— start of Selected text —

Skip to main content

ViSQOL - Virtual Speech Quality Objective Listener (Pure Python)

Project description

ViSQOL (Python)

A pure Python implementation of Google's ViSQOL (Virtual Speech Quality Objective Listener) v3.3.3 for objective audio/speech quality assessment.

ViSQOL compares a reference audio signal with a degraded version and outputs a MOS-LQO (Mean Opinion Score - Listening Quality Objective) score on a scale of 1.0 – 5.0.

Features

  • Two modes: Audio mode (music/general audio at 48 kHz) and Speech mode (speech at 16 kHz)
  • High accuracy: 11/11 conformance tests pass against the official C++ implementation
    • Audio mode: 9/10 tests produce identical MOS scores (diff = 0.000000), 1 test diff = 0.000117
    • Speech mode: diff = 0.006715
  • Pure Python: no C/C++ compilation required
  • Minimal dependencies: only 4 pip packages (numpy, scipy, soundfile, libsvm-official)
  • Faster than real-time: Audio RTF ≈ 0.71x, Speech RTF ≈ 0.38x

Installation

pip install numpy scipy soundfile libsvm-official

Or install as a package:

git clone https://github.com/talker93/visqol-python.git
cd visqol-python
pip install -e .

Quick Start

Python API

from visqol import VisqolApi

# Audio mode (default) - for music and general audio
api = VisqolApi()
api.create(mode="audio")
result = api.measure("reference.wav", "degraded.wav")
print(f"MOS-LQO: {result.moslqo:.4f}")

# Speech mode - for speech signals
api = VisqolApi()
api.create(mode="speech")

— end of Selected text —

◆ Challenge 1
Collect every line of the records that contains the word "pole". Case counts.

— start of Record list —

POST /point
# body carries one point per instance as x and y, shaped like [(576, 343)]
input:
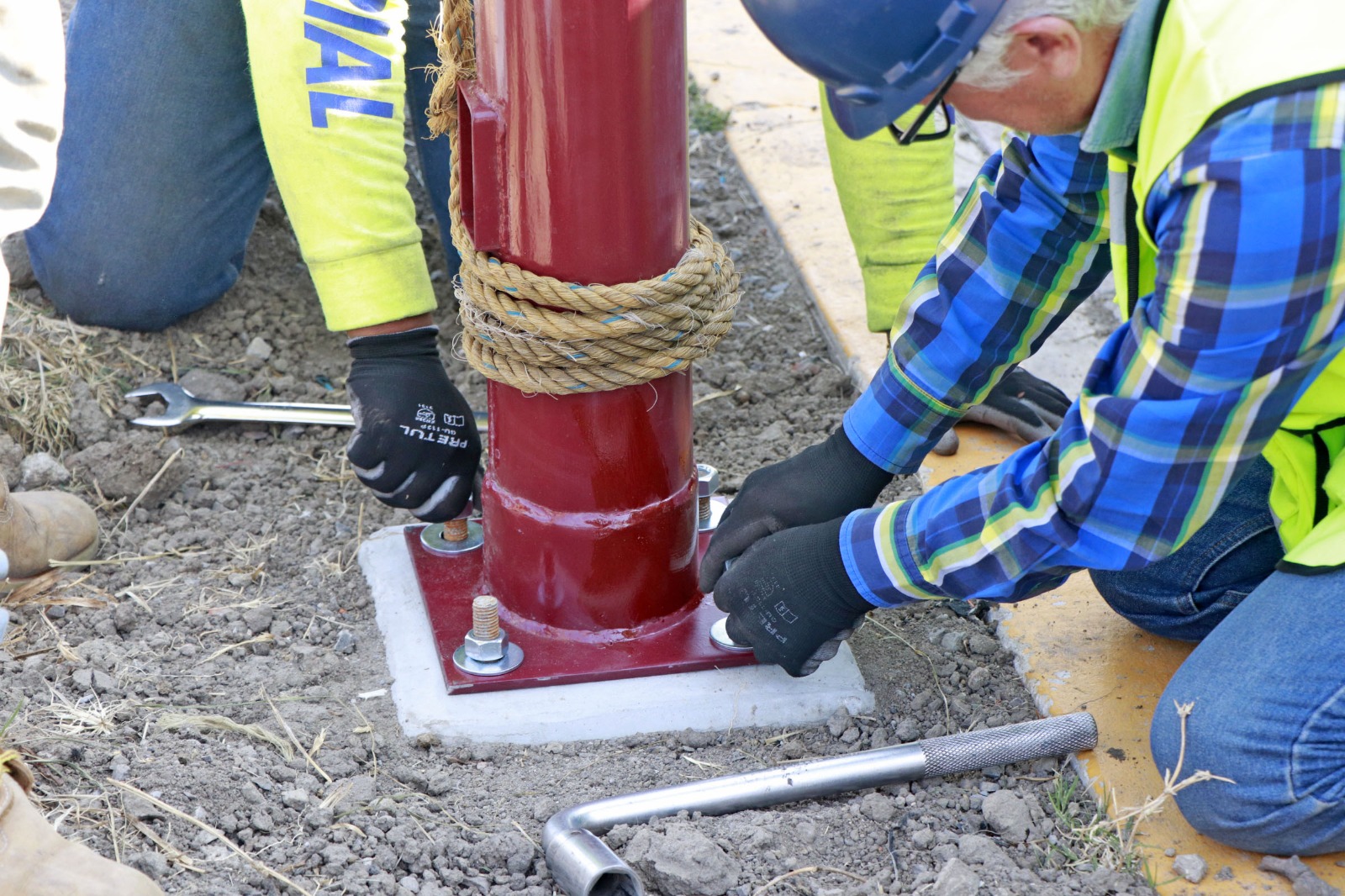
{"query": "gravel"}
[(233, 593)]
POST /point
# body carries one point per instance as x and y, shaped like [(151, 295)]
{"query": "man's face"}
[(1063, 71)]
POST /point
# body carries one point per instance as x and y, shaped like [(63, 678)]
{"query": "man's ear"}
[(1047, 44)]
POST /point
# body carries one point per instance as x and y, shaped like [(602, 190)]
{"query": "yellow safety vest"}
[(1210, 58)]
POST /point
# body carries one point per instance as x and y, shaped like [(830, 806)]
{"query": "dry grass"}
[(40, 361), (172, 721), (1107, 838), (84, 717)]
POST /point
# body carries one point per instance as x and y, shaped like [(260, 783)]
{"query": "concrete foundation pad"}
[(712, 700)]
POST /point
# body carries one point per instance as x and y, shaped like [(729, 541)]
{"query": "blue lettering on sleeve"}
[(322, 11), (319, 104), (372, 65)]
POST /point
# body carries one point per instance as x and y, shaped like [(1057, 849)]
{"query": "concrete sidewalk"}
[(1073, 651)]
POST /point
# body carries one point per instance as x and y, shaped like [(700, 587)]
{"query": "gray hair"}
[(988, 69)]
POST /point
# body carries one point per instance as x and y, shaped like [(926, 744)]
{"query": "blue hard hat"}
[(878, 58)]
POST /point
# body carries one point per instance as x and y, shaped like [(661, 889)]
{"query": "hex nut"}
[(486, 651), (706, 481)]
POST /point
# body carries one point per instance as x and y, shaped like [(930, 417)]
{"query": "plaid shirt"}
[(1250, 306)]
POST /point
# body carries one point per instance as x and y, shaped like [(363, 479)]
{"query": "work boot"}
[(40, 526), (37, 862)]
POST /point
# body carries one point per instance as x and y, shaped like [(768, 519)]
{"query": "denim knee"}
[(1286, 788), (108, 289), (1192, 589)]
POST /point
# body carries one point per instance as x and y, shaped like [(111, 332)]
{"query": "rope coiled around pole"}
[(540, 334)]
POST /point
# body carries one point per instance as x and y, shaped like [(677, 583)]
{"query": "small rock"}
[(125, 467), (338, 855), (509, 851), (952, 640), (11, 455), (955, 880), (259, 619), (1008, 814), (361, 790), (141, 809), (345, 642), (151, 862), (15, 250), (982, 645), (206, 383), (42, 472), (104, 683), (978, 849), (259, 347), (1190, 867), (683, 862), (878, 808), (1305, 880)]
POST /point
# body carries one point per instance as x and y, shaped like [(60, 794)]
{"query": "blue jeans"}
[(1268, 678), (161, 168)]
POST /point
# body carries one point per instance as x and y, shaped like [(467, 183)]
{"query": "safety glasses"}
[(936, 111)]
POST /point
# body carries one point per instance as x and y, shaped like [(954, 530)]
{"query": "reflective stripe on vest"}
[(1210, 58)]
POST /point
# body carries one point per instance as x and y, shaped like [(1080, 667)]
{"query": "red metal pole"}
[(575, 166)]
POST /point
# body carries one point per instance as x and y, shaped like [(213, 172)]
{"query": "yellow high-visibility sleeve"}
[(330, 84), (896, 202)]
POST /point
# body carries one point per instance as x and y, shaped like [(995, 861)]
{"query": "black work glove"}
[(416, 441), (820, 483), (1022, 405), (791, 599)]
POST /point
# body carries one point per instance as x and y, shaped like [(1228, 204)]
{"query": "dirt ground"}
[(222, 656)]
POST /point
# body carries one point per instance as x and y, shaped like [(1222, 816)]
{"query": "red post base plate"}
[(558, 656)]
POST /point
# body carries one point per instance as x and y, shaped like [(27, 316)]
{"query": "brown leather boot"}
[(37, 862), (40, 526)]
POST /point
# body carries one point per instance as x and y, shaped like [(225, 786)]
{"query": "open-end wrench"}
[(185, 409)]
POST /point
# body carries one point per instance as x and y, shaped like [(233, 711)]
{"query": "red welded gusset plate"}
[(557, 656)]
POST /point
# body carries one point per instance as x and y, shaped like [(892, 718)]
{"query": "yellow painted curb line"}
[(1073, 651)]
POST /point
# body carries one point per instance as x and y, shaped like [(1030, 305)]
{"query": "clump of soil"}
[(229, 593)]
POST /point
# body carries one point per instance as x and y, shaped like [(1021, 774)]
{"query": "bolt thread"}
[(486, 618)]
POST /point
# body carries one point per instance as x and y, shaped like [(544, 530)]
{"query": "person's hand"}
[(1022, 405), (416, 443), (820, 483), (790, 598)]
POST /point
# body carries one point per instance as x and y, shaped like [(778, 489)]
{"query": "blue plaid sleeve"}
[(1024, 249), (1248, 307)]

— end of Record list —

◆ Challenge 2
Translate this sentence from the ViSQOL project description into Spanish: "ViSQOL compares a reference audio signal with a degraded version and outputs a MOS-LQO (Mean Opinion Score - Listening Quality Objective) score on a scale of 1.0 – 5.0."

◆ Correct result 1
{"query": "rope coiled around pole"}
{"query": "red metal pole"}

◆ Correct result 2
ViSQOL compara una señal de audio de referencia con una versión degradada y genera una puntuación MOS-LQO (Mean Opinion Score - Listening Quality Objective) en una escala de 1,0 a 5,0.